= WHAT IS EXPECTED =
Please format the entries below as a numbered list, leaving out the blank lines.
BEGIN MATERIAL PROVIDED
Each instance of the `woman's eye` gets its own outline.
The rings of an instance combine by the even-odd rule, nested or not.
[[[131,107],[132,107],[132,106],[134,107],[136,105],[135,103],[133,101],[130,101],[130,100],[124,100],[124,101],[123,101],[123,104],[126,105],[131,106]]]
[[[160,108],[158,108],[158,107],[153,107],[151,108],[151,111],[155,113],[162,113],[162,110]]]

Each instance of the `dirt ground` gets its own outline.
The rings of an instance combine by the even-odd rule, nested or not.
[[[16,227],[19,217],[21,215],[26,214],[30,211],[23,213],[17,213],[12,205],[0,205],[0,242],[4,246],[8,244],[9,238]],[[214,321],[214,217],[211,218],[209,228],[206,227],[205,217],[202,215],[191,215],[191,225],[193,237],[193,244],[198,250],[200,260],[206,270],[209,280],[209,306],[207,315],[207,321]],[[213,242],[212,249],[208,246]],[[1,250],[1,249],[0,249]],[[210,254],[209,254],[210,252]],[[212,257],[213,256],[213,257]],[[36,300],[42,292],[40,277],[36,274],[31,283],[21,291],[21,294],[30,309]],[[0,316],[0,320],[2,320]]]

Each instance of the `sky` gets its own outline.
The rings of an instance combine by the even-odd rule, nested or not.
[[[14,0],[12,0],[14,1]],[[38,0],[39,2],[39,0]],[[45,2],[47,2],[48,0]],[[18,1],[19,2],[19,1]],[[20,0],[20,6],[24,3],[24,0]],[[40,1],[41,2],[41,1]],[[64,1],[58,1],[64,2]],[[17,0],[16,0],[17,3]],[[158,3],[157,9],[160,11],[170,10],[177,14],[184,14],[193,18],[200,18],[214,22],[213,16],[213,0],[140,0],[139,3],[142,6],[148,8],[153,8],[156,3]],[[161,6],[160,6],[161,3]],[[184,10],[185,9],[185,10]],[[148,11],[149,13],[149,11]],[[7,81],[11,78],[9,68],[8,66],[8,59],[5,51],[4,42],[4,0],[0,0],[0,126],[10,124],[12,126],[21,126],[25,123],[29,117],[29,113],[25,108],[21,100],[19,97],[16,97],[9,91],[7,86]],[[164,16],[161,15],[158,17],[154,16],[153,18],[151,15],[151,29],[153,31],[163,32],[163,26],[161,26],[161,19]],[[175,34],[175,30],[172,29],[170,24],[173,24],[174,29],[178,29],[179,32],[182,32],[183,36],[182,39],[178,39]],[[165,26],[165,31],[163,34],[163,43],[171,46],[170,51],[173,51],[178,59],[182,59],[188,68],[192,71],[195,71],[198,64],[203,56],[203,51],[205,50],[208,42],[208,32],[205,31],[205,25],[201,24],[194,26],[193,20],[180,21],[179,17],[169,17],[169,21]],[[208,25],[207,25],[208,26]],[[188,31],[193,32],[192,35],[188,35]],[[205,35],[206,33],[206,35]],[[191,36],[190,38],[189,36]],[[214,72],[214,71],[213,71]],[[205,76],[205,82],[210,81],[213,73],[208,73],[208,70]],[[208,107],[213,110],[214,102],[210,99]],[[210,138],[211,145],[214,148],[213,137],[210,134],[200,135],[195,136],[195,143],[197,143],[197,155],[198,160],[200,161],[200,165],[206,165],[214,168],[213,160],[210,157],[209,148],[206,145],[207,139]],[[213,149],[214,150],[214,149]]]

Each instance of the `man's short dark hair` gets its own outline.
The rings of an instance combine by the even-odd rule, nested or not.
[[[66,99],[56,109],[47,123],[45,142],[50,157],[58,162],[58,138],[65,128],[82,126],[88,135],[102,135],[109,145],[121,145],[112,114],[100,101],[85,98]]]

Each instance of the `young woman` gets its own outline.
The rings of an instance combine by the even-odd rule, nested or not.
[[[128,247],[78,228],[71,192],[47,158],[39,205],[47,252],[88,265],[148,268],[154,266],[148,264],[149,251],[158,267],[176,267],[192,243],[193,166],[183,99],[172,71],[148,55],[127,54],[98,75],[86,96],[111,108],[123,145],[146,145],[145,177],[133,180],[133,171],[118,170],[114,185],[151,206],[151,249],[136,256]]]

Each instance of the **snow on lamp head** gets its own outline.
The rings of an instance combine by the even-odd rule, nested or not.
END MATERIAL PROVIDED
= OUTPUT BELOW =
1. Each instance of the `woman's eye` gets its own outline.
2. The rings of an instance combine by the even-odd rule, nested or not.
3. [[[131,107],[132,107],[132,106],[134,107],[136,105],[135,103],[133,101],[130,101],[130,100],[124,100],[124,101],[123,101],[123,104],[126,105],[131,106]]]
4. [[[160,108],[158,108],[158,107],[153,107],[151,108],[151,111],[155,113],[162,113],[162,110]]]
5. Each instance of the `dirt ground` gets its own outline.
6. The rings of an instance combine by the even-odd rule, nested or not.
7. [[[16,227],[19,217],[21,215],[26,214],[30,211],[23,213],[17,213],[12,205],[0,205],[0,242],[4,246],[8,244],[9,238]],[[214,321],[214,217],[211,218],[209,228],[206,227],[205,217],[202,215],[191,215],[191,225],[193,237],[193,244],[198,250],[200,260],[206,270],[209,280],[209,306],[207,315],[207,321]],[[213,242],[212,249],[208,246]],[[1,250],[1,249],[0,249]],[[210,254],[209,254],[210,252]],[[212,257],[213,256],[213,257]],[[36,300],[42,292],[40,277],[36,274],[31,283],[21,291],[21,294],[30,309]],[[0,316],[0,320],[2,320]]]
8. Each instance of the `sky` gets its own outline.
9. The rings of an instance combine by the even-odd rule, nested or not.
10. [[[14,0],[12,0],[14,1]],[[38,0],[39,2],[39,0]],[[45,2],[47,2],[48,0]],[[18,1],[19,2],[19,1]],[[20,0],[20,6],[24,3],[24,0]],[[40,1],[41,2],[41,1]],[[64,1],[58,1],[64,2]],[[17,0],[16,0],[17,3]],[[158,3],[157,9],[160,11],[170,10],[177,14],[184,14],[193,18],[200,18],[214,22],[213,16],[213,0],[140,0],[139,3],[142,6],[148,8],[153,8],[156,3]],[[161,6],[160,6],[161,3]],[[184,10],[185,9],[185,10]],[[148,11],[149,13],[149,11]],[[7,81],[11,78],[9,68],[8,66],[8,59],[5,51],[4,42],[4,0],[0,0],[0,126],[10,124],[12,126],[21,126],[25,123],[29,117],[29,113],[25,108],[21,100],[19,97],[16,97],[9,91],[7,86]],[[164,16],[161,15],[158,17],[154,16],[153,18],[151,15],[151,29],[153,31],[163,32],[163,26],[161,26],[161,19]],[[175,34],[175,30],[172,29],[170,24],[173,24],[174,29],[178,29],[179,32],[182,32],[183,36],[182,39],[178,39]],[[165,26],[165,31],[163,34],[163,43],[171,46],[170,51],[173,51],[178,59],[182,59],[188,68],[192,71],[195,71],[198,64],[203,56],[203,51],[205,50],[208,42],[208,32],[205,31],[205,25],[201,24],[194,26],[193,20],[180,21],[179,17],[169,17],[169,21]],[[208,25],[207,25],[208,26]],[[188,31],[193,32],[192,35],[188,35]],[[205,35],[206,33],[206,35]],[[191,36],[190,38],[189,36]],[[214,72],[214,71],[213,71]],[[205,76],[205,82],[210,81],[213,73],[208,73],[208,70]],[[208,107],[213,110],[214,102],[210,99]],[[210,138],[211,145],[214,148],[213,137],[210,134],[200,135],[195,136],[195,143],[197,143],[197,155],[198,160],[200,161],[200,165],[206,165],[214,168],[213,160],[210,157],[209,148],[206,145],[207,139]],[[213,149],[214,150],[214,149]]]
11. Each instance of the `man's short dark hair` gets its own outline.
12. The rings of an instance combine by the even-odd rule, nested or not.
13. [[[66,99],[56,109],[47,123],[45,142],[50,157],[58,162],[58,138],[65,128],[82,126],[88,135],[102,135],[109,145],[121,145],[112,114],[100,101],[85,98]]]
14. Each instance of the `young woman` gets its own outline.
15. The rings of an instance combine by the even-odd rule, nested or not.
16. [[[128,247],[78,228],[71,192],[47,158],[39,205],[47,252],[88,265],[148,268],[154,266],[148,264],[149,251],[158,267],[176,267],[192,243],[193,166],[183,99],[172,71],[148,55],[127,54],[98,75],[86,96],[111,108],[123,145],[146,145],[145,177],[133,180],[133,171],[118,170],[114,185],[151,206],[151,249],[136,256]]]
17. Each instance of the **snow on lamp head** gets its own outline.
18. The rings of an instance combine by the even-odd rule, nested or not.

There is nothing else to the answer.